BEGIN Records for the task

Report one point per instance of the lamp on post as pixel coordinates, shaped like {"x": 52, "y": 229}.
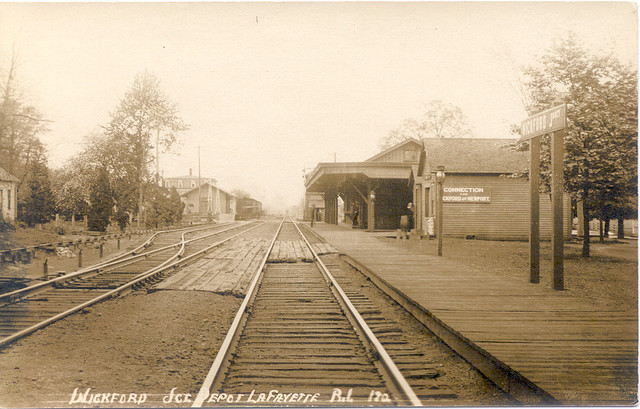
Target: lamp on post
{"x": 371, "y": 220}
{"x": 440, "y": 176}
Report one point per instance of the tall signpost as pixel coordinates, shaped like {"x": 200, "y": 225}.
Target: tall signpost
{"x": 554, "y": 121}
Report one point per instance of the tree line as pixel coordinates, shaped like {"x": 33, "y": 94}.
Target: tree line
{"x": 111, "y": 181}
{"x": 601, "y": 142}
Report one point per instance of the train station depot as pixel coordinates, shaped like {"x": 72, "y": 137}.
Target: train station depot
{"x": 482, "y": 199}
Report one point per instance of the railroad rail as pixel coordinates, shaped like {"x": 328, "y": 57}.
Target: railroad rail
{"x": 29, "y": 309}
{"x": 297, "y": 339}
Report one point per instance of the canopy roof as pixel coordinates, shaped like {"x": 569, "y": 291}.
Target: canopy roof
{"x": 472, "y": 155}
{"x": 331, "y": 173}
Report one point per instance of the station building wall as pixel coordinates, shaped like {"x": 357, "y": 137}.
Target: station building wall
{"x": 504, "y": 217}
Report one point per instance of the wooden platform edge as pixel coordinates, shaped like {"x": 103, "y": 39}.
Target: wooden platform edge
{"x": 509, "y": 380}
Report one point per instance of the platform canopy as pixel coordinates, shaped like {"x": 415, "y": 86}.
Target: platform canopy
{"x": 331, "y": 175}
{"x": 354, "y": 182}
{"x": 386, "y": 174}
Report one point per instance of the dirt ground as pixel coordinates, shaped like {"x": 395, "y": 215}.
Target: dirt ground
{"x": 609, "y": 277}
{"x": 33, "y": 272}
{"x": 143, "y": 342}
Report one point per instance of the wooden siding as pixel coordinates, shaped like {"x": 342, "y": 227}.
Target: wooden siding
{"x": 506, "y": 217}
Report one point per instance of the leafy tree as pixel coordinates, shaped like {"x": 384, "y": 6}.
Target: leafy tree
{"x": 164, "y": 206}
{"x": 600, "y": 164}
{"x": 143, "y": 112}
{"x": 71, "y": 190}
{"x": 440, "y": 120}
{"x": 100, "y": 202}
{"x": 20, "y": 125}
{"x": 35, "y": 198}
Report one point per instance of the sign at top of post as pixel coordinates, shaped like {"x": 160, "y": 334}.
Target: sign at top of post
{"x": 544, "y": 122}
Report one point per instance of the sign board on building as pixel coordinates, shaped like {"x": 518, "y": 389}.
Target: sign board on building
{"x": 466, "y": 195}
{"x": 547, "y": 121}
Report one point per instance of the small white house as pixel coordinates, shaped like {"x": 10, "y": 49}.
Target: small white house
{"x": 8, "y": 195}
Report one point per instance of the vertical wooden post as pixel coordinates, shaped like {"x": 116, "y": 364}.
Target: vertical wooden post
{"x": 313, "y": 214}
{"x": 557, "y": 181}
{"x": 439, "y": 216}
{"x": 580, "y": 211}
{"x": 534, "y": 213}
{"x": 371, "y": 218}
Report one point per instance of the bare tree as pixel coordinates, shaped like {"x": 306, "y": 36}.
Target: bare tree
{"x": 440, "y": 120}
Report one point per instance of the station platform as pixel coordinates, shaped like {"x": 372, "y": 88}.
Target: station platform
{"x": 540, "y": 345}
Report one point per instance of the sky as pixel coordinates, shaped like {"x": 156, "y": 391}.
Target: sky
{"x": 272, "y": 89}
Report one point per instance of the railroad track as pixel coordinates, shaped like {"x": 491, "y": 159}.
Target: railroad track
{"x": 297, "y": 340}
{"x": 29, "y": 309}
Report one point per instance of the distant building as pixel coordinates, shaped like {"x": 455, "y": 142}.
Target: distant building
{"x": 208, "y": 199}
{"x": 186, "y": 183}
{"x": 8, "y": 189}
{"x": 248, "y": 208}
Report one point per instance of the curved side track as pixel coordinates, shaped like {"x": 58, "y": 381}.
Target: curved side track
{"x": 29, "y": 309}
{"x": 298, "y": 340}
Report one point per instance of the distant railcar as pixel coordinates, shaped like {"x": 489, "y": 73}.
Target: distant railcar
{"x": 248, "y": 208}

END Records for the task

* [Task brief] Keep the pictures out of your copy, and repeat every entry above exactly.

* [Answer for the task]
Report one point per instance of the lamp on post as pixel coordinates, shaped like {"x": 52, "y": 229}.
Target: lamp on post
{"x": 371, "y": 220}
{"x": 440, "y": 176}
Report one point per instance of the tall signpost as pixel coordinates, shaped like {"x": 200, "y": 225}.
Target: tall signpost
{"x": 554, "y": 121}
Report one point per instance of the tree line as pixel coordinates, shaped like {"x": 33, "y": 94}.
Target: tree line
{"x": 111, "y": 181}
{"x": 601, "y": 142}
Report one point per instance of the train station depot as pixel coordinates, shaped like {"x": 72, "y": 137}.
Target: train station depot
{"x": 482, "y": 199}
Report one point per instance of the railroad rail as pixel coordinates, shaped like {"x": 328, "y": 57}.
Target: railroad rail
{"x": 29, "y": 309}
{"x": 297, "y": 339}
Report one point per instance of the canopy roof as pixel coordinates, shaped like {"x": 569, "y": 291}.
Target: canopy roof
{"x": 472, "y": 155}
{"x": 331, "y": 173}
Report one point per instance of the station building wall as pixel coordinates, shaped like {"x": 357, "y": 137}.
Target: station building wall
{"x": 504, "y": 217}
Report one point per instance of the wooden platform edge as pixel coordinates, shaped like {"x": 103, "y": 39}.
Target: wooden platform edge
{"x": 509, "y": 380}
Report one point per instance of the platform canopy as pixel coordinates, shaped like {"x": 415, "y": 86}.
Target: platform canopy
{"x": 331, "y": 175}
{"x": 354, "y": 182}
{"x": 386, "y": 174}
Report one point per instance of the dirt ground as pixel coordinates, shaped like {"x": 395, "y": 215}.
Target: dirt ground
{"x": 609, "y": 277}
{"x": 33, "y": 272}
{"x": 143, "y": 342}
Report one point per instance of the wooden siding as pixel coordinates, shaped like {"x": 342, "y": 227}.
Target: wooden siding
{"x": 506, "y": 217}
Report one point per instance of the leafy tree as pixel coordinates, shaped like {"x": 384, "y": 6}.
Target: leafy tree
{"x": 164, "y": 206}
{"x": 600, "y": 164}
{"x": 143, "y": 112}
{"x": 71, "y": 190}
{"x": 440, "y": 120}
{"x": 100, "y": 202}
{"x": 20, "y": 125}
{"x": 35, "y": 198}
Report one point per instance of the sign at top of post as pixel coordinates, shaped like {"x": 160, "y": 334}.
Target: sign at top of post
{"x": 544, "y": 122}
Report one point per instance of the sign board on building as pixel coordinates, shaped like {"x": 518, "y": 389}.
Target: sign board on building
{"x": 466, "y": 195}
{"x": 547, "y": 121}
Report one point per instance of the small white house as pixel coordinates, shaped like {"x": 10, "y": 49}.
Target: small white house
{"x": 8, "y": 195}
Report one point per instance of the vertical wooden post as pixel coordinates, shaped like {"x": 116, "y": 364}.
Target: vertical wooden post
{"x": 313, "y": 214}
{"x": 557, "y": 181}
{"x": 439, "y": 216}
{"x": 580, "y": 211}
{"x": 534, "y": 213}
{"x": 371, "y": 218}
Report one point per instance of the bare tree as pixel coordinates, shaped like {"x": 306, "y": 36}.
Target: bare tree
{"x": 440, "y": 120}
Report one point per instance of the station platform as pixel coordinates, shaped like {"x": 372, "y": 88}.
Target: station platform
{"x": 540, "y": 345}
Report one point per instance of the sky as pixel coordinates, shaped like {"x": 156, "y": 391}.
Target: sky
{"x": 272, "y": 89}
Report one point per instance of the railroad track as pixel coordinates, shaped like {"x": 491, "y": 159}.
Target: railroad track
{"x": 297, "y": 340}
{"x": 29, "y": 309}
Report one point per instance of the distant building as pixel coordinates, shaped like {"x": 455, "y": 142}.
Target: distant building
{"x": 208, "y": 199}
{"x": 186, "y": 183}
{"x": 8, "y": 189}
{"x": 248, "y": 208}
Report one point per instance of the curved side track as pixel coordinates, shaped like {"x": 58, "y": 381}.
Target: curved side track
{"x": 29, "y": 309}
{"x": 298, "y": 340}
Report one point per instance of the distant railcar as pixel coordinates, shaped like {"x": 489, "y": 73}.
Target: distant railcar
{"x": 248, "y": 208}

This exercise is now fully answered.